"C'est une excellente musique à écouter en courant. Je l'ai d'ailleurs fait moi-même."

Dixit Daniel Pemberton à propos de la piste "Growing Up Londinium", émaillée de râles, de cris et de bruits de respiration (ceux du compositeur). Cette excentricité suggérée par le monteur du film de Guy Ritchie caractérise bien la bande originale, sorte de trip rythmique accompagnant le remixage d'une légende arthurienne plus tout à fait conventionnelle.


Car c'est bien l'approche rythmique, voulue par un réalisateur défavorable à un traitement plus mélodique, qui définit l'essence de la musique composée pour King Arthur: Legend of the Sword. Elle aurait pu susciter la crainte d'un énième ersatz de musique RCPienne, nourrissant d'un bout à l'autre l'oeuvre de percussions massives et de sempiternels "BRAAAAaaams" (a.k.a. Horns of Doom). Le dernier rejeton musical dont a accouché le père Pemberton est à mon sens bien plus que cela: on pourra l'accuser d'avoir conféré à ses compositions un caractère puissant et frénétique, peut-être, mais pas de les avoir rendues lourdes et pompeuses (comprenez passablement banales et ennuyeuses). Cela étant dit, en vertu de la tolérance et des sensibilités de chacun face à ces éléments, le score est indéniablement de ceux qui divisent profondément l'auditoire béophile.
════════════════
**CONSIGNES**.
• a. Répondez aux questions suivantes d'après la critique de la bande originale :
(i) Qui a suggéré l'excentricité de la piste "Growing Up Londinium" ?
(ii) Quelle approche définit l'essence de la musique composée pour King Arthur: Legend of the Sword ?
(iii) Sous quel autre nom les "BRAAAAaaams" sont-ils désignés ?
• b. Substituez "partition" à "bande originale" dans le passage de la critique de la bande originale qui commence par "Dixit Daniel Pemberton" et se poursuit jusqu'à "à fait conventionnelle.", puis recopiez ce passage ainsi modifié.

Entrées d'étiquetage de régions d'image
════════════════
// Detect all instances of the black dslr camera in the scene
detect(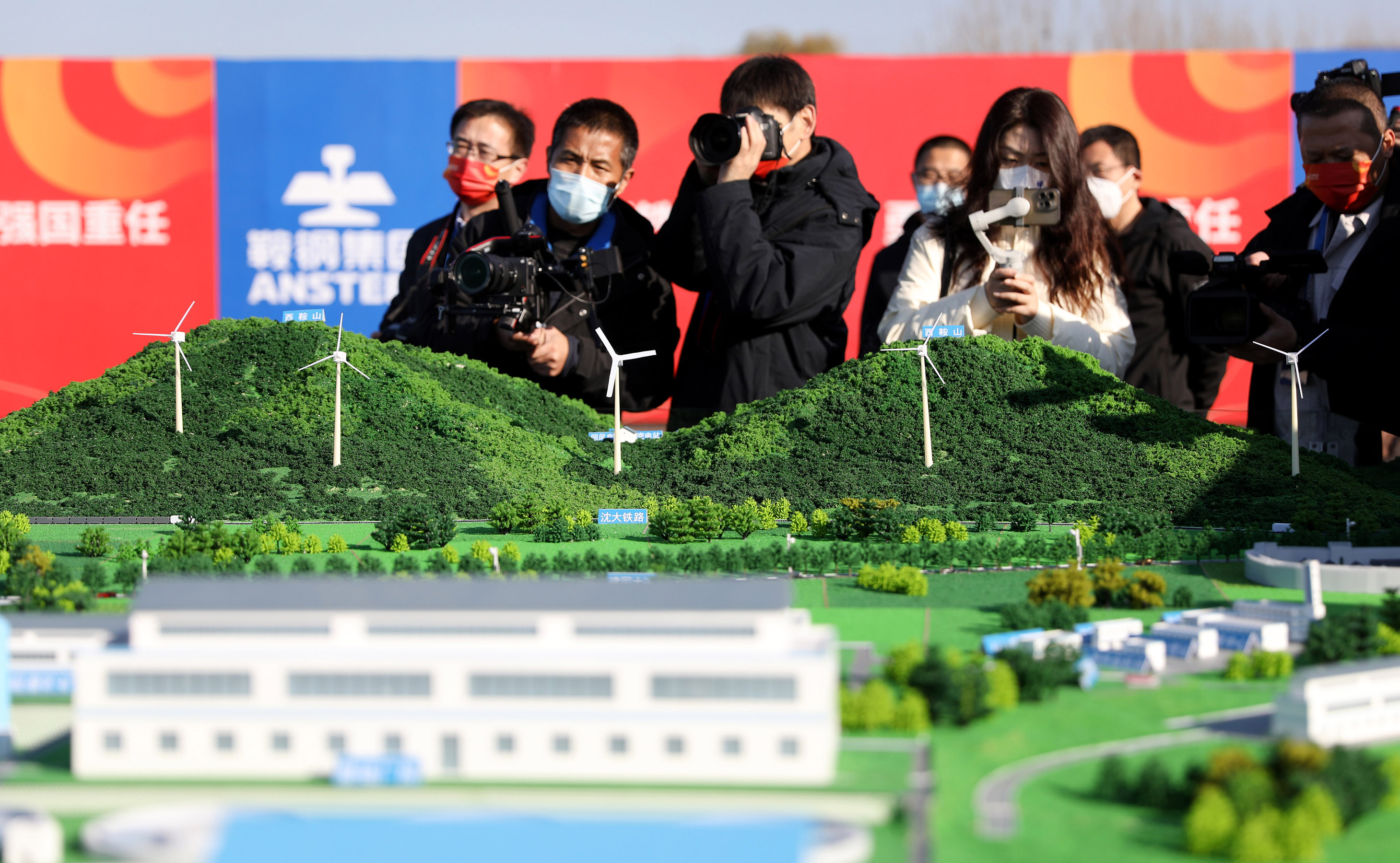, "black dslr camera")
[690,105,783,165]
[427,180,623,333]
[1166,249,1327,344]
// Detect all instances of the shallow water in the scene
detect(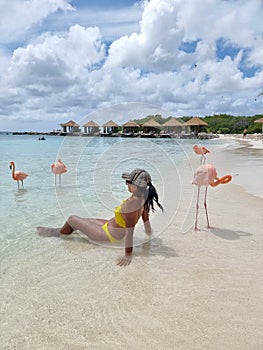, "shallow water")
[0,135,263,266]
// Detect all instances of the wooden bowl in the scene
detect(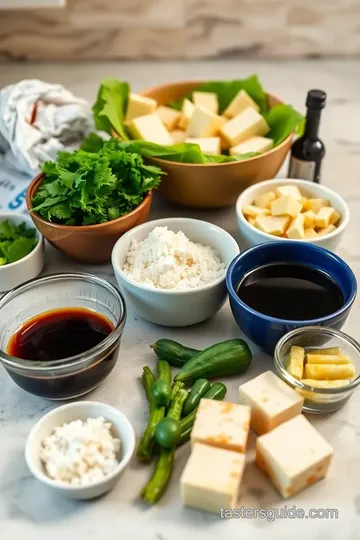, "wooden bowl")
[26,173,152,264]
[114,81,292,208]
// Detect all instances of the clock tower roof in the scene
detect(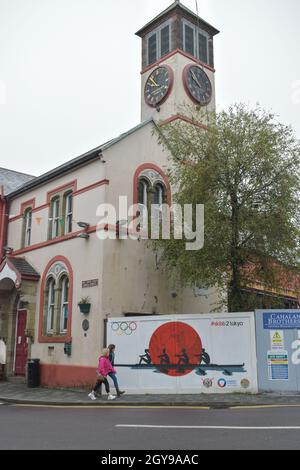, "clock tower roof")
[135,0,220,38]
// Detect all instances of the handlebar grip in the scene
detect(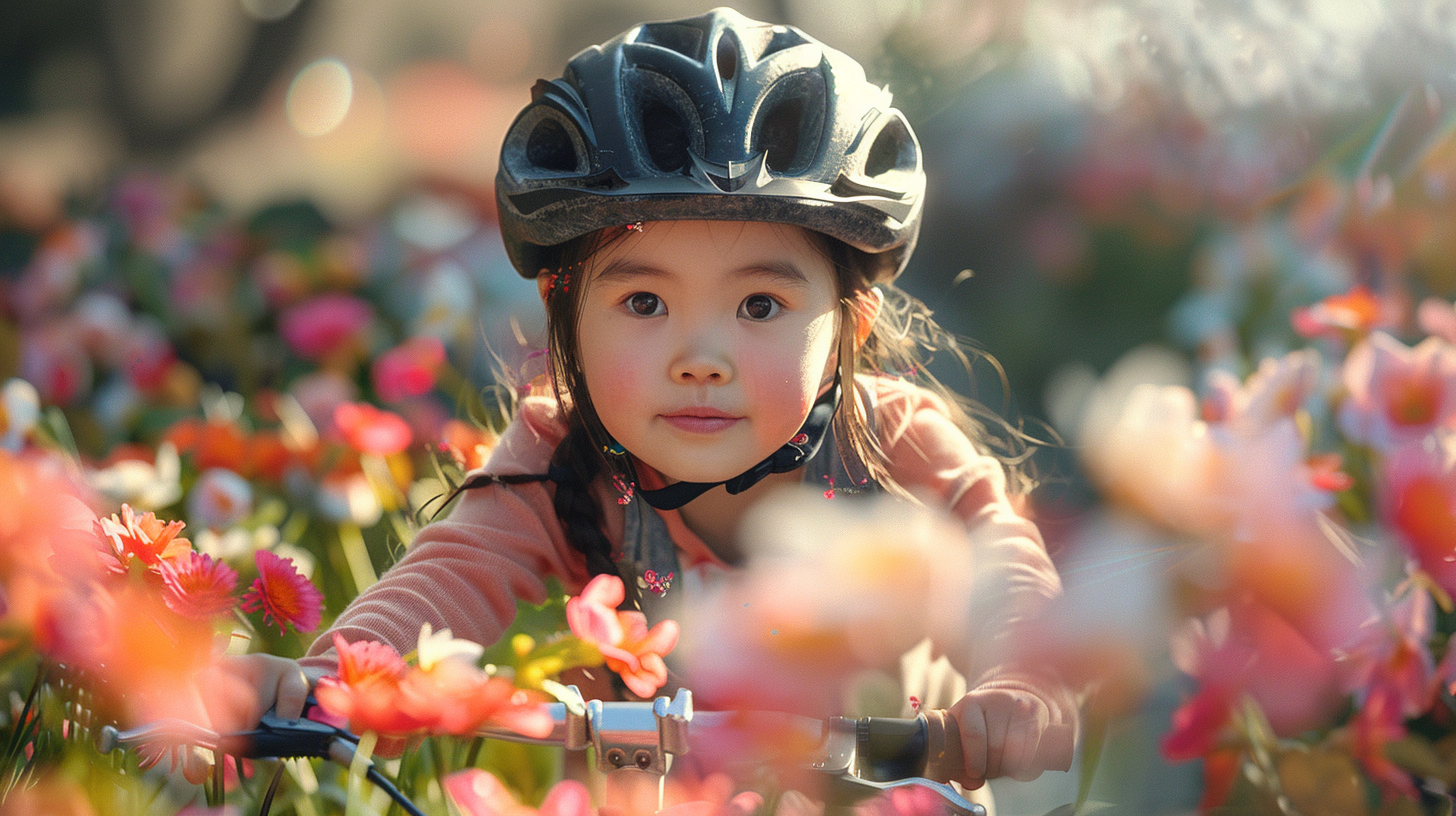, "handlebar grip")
[922,708,1077,782]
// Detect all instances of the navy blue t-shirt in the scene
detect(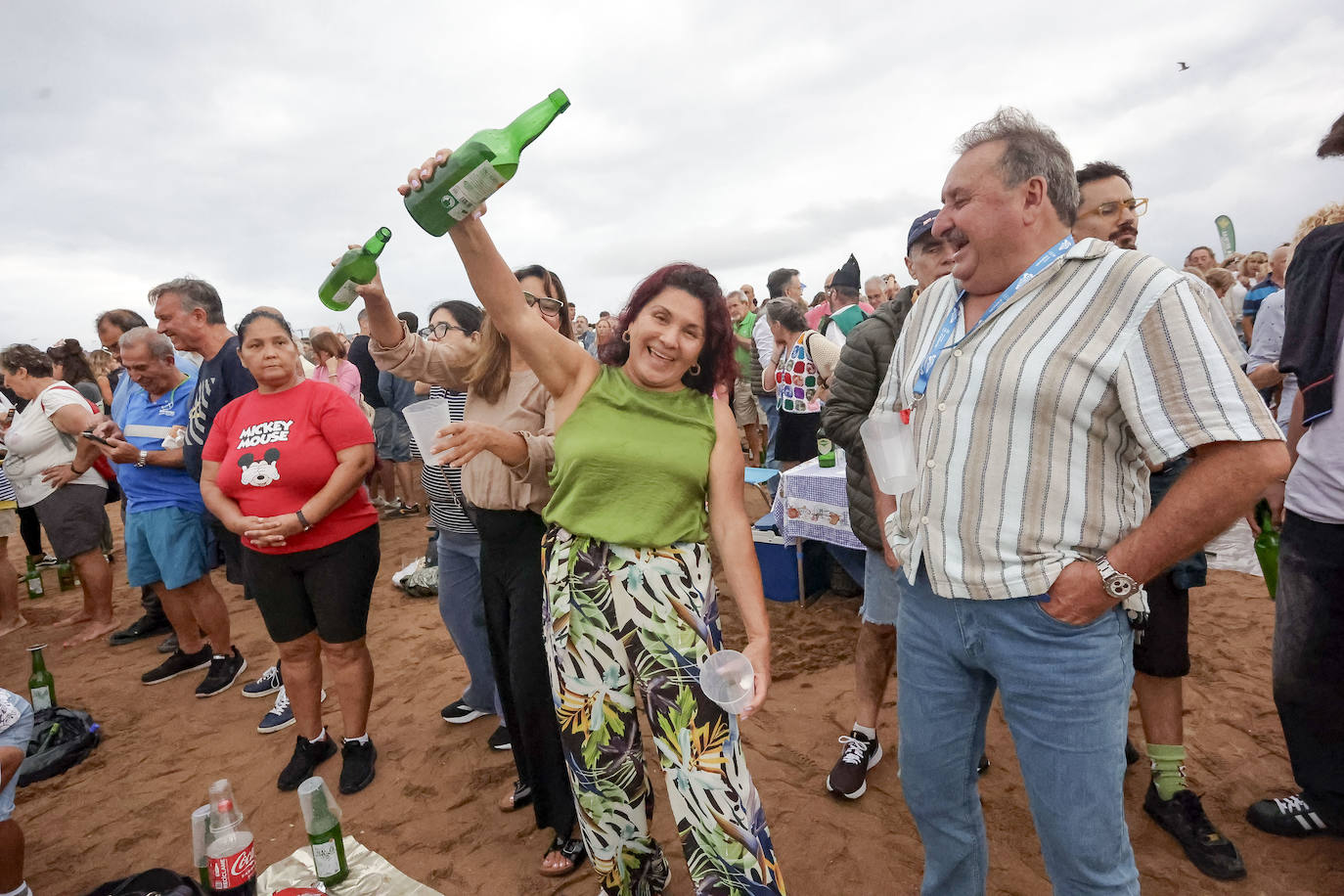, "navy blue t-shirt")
[181,336,256,482]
════════════════
**RÉPONSES**.
• a.
(i) Le monteur du film de Guy Ritchie.
(ii) L'approche rythmique.
(iii) Horns of Doom.

• b.
Dixit Daniel Pemberton à propos de la piste "Growing Up Londinium", émaillée de râles, de cris et de bruits de respiration (ceux du compositeur). Cette excentricité suggérée par le monteur du film de Guy Ritchie caractérise bien la partition, sorte de trip rythmique accompagnant le remixage d'une légende arthurienne plus tout à fait conventionnelle.